> _SOURCE EXTRACT_
════
Barcoding success of host taxa
An available subset of attempted barcodes associated with the contaminants contained 55,366 out of 184,585 arthropods originally used in the overall study. The three classes of Insecta (n=49,688), Arachnida (n=3,626) and Collembola (n=1,957), accounted for >99.8% of total specimens (Figure 1). Successful amplification and sequencing of COI was achieved in 43,246 specimens (78.1%) of the genomic extracts, but when assessed at the order level success rates varied (Table S8). The likely explanation for this variation is taxa-specific divergence of sequences at priming sites.
The number of each taxonomic order giving at least one Rickettsiaamplification was then calculated and adjusted based on the total number of specimens in the project to allow for a prevalence estimate. Overall, Hymenoptera, Diptera and Hemiptera were the three taxa most likely to be associated with Rickettsia COI amplification (87.4%). Similarly, on assessment of a subsample from the project where the contaminants originated, a majority (77.7%) of the dataset were also accounted for by these three orders. After adjusting the prevalence to take into account the number of inaccessible specimens, Trichoptera (2.45%), Dermaptera (1.89%) and Psocodea (1.67%) were the most likely taxa to give an inadvertent Rickettsia amplification. Despite Hemiptera and Diptera having a similar estimated prevalence (0.58% and 0.56%), Hemiptera were much more likely to fail to barcode (67.2% vs 93.3%) indicating the true dipteran prevalence is likely to be higher, as a barcoding failure is necessary to amplify non-target bacteriaCOI . Attempts to re-barcode 186 Rickettsia -containing DNA templates of interest from BOLD resulted in 90 successful arthropod host barcodes (Table S7).
════
> _TASKS TO PERFORM_
a - List every taxonomic order that the text on barcoding success of host taxa names.
b - Copy the passage of the barcoding text from "Barcoding success of" to "at priming sites.".

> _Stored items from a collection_
════
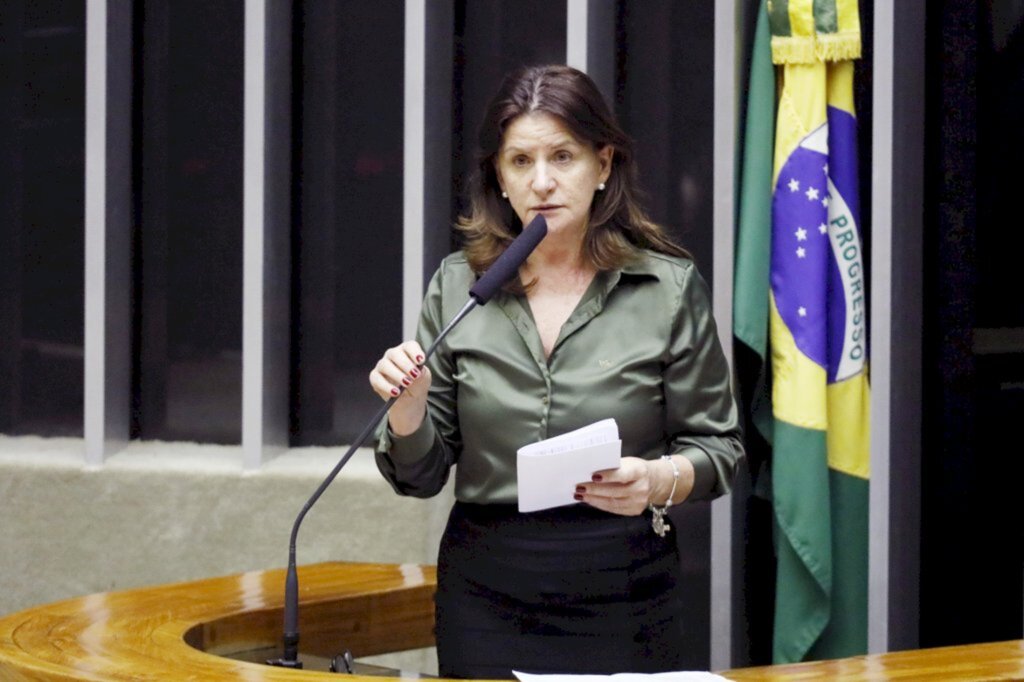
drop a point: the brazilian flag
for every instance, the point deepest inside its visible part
(816, 298)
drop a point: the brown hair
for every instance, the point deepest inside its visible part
(619, 225)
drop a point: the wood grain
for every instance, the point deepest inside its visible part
(185, 632)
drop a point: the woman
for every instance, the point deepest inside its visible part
(607, 318)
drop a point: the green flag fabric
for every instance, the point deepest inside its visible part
(816, 340)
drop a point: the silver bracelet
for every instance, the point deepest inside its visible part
(658, 513)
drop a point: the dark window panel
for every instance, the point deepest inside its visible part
(348, 239)
(42, 151)
(665, 101)
(188, 242)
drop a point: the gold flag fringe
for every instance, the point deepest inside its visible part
(820, 47)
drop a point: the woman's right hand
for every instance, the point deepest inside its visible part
(400, 373)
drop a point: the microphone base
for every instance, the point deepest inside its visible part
(285, 663)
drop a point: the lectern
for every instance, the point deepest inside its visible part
(218, 629)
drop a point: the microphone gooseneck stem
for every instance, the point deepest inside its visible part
(291, 637)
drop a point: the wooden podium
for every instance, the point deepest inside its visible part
(221, 629)
(210, 630)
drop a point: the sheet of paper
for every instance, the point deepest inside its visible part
(682, 676)
(549, 471)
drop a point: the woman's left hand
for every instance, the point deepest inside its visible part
(636, 483)
(625, 491)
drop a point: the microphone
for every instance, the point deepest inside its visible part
(501, 271)
(510, 260)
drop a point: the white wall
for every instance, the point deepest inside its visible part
(170, 512)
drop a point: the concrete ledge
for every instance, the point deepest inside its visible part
(168, 512)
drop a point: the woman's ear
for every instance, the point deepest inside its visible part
(604, 157)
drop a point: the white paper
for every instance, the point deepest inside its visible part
(682, 676)
(549, 471)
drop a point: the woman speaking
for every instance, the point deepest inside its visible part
(607, 318)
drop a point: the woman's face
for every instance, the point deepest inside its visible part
(545, 170)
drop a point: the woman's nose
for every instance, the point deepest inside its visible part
(543, 180)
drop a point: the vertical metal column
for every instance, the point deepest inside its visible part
(590, 42)
(427, 148)
(413, 167)
(727, 27)
(108, 227)
(896, 286)
(267, 230)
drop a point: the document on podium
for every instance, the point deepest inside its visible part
(549, 471)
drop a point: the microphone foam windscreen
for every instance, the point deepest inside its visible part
(508, 263)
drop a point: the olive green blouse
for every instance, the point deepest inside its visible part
(641, 347)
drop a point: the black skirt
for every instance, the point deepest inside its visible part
(567, 590)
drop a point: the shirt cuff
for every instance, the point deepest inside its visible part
(705, 475)
(412, 448)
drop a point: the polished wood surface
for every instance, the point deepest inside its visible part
(998, 661)
(184, 631)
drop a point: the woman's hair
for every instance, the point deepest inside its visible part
(619, 225)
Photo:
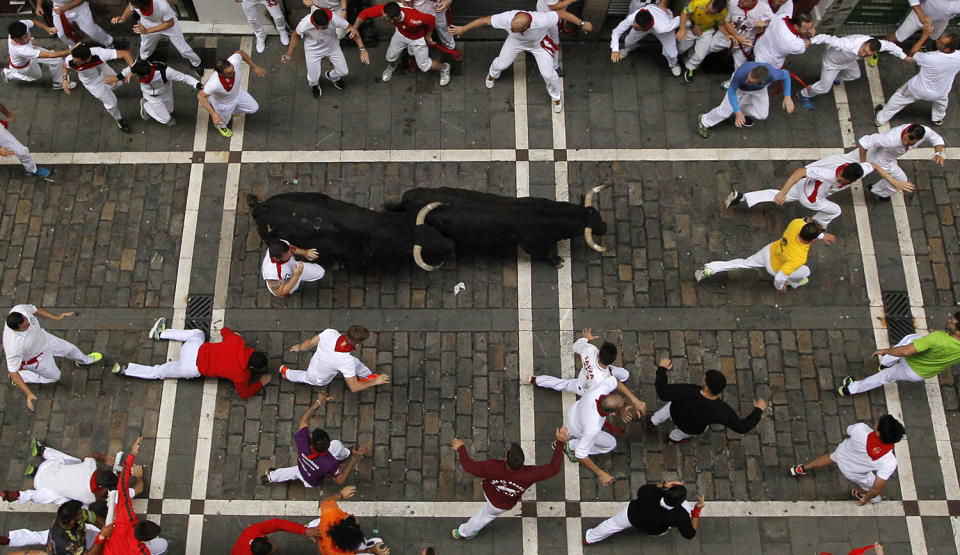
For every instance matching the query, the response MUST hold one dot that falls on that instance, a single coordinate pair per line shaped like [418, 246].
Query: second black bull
[430, 224]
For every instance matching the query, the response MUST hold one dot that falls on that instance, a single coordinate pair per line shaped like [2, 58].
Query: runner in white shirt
[932, 83]
[283, 273]
[91, 65]
[527, 32]
[320, 31]
[68, 15]
[31, 351]
[655, 19]
[883, 149]
[158, 19]
[814, 183]
[26, 58]
[332, 357]
[275, 10]
[841, 59]
[866, 458]
[156, 83]
[223, 95]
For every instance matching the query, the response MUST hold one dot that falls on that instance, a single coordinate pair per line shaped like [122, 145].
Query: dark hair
[17, 29]
[643, 19]
[889, 429]
[515, 458]
[715, 381]
[261, 545]
[608, 353]
[146, 530]
[15, 320]
[320, 18]
[392, 9]
[346, 535]
[675, 496]
[257, 363]
[852, 172]
[319, 440]
[68, 511]
[810, 231]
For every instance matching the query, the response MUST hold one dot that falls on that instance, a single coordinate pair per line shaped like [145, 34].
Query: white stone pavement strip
[908, 488]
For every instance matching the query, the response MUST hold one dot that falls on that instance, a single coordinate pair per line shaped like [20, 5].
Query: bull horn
[417, 249]
[588, 231]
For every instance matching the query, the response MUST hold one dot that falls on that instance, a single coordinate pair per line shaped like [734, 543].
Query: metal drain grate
[896, 311]
[199, 313]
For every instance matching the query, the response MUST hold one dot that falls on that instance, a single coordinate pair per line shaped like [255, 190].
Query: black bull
[456, 219]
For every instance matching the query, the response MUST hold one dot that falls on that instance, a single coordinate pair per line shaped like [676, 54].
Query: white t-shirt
[590, 371]
[92, 73]
[161, 13]
[321, 40]
[22, 346]
[219, 95]
[584, 421]
[851, 455]
[540, 23]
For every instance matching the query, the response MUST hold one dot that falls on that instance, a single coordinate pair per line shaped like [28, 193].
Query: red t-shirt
[414, 24]
[503, 486]
[260, 529]
[228, 359]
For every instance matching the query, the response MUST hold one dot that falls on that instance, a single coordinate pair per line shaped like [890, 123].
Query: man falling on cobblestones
[319, 456]
[504, 481]
[90, 65]
[784, 259]
[230, 359]
[527, 32]
[222, 96]
[915, 358]
[866, 458]
[693, 407]
[31, 351]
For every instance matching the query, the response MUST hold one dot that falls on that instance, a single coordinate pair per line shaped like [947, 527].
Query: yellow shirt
[698, 16]
[789, 253]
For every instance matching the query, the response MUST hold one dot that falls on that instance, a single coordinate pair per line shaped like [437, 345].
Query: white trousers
════
> _SOLUTIONS TO THE PROBLEMS_
a - Hymenoptera, Diptera, Hemiptera, Trichoptera, Dermaptera, Psocodea

b -
Barcoding success of host taxa
An available subset of attempted barcodes associated with the contaminants contained 55,366 out of 184,585 arthropods originally used in the overall study. The three classes of Insecta (n=49,688), Arachnida (n=3,626) and Collembola (n=1,957), accounted for >99.8% of total specimens (Figure 1). Successful amplification and sequencing of COI was achieved in 43,246 specimens (78.1%) of the genomic extracts, but when assessed at the order level success rates varied (Table S8). The likely explanation for this variation is taxa-specific divergence of sequences at priming sites.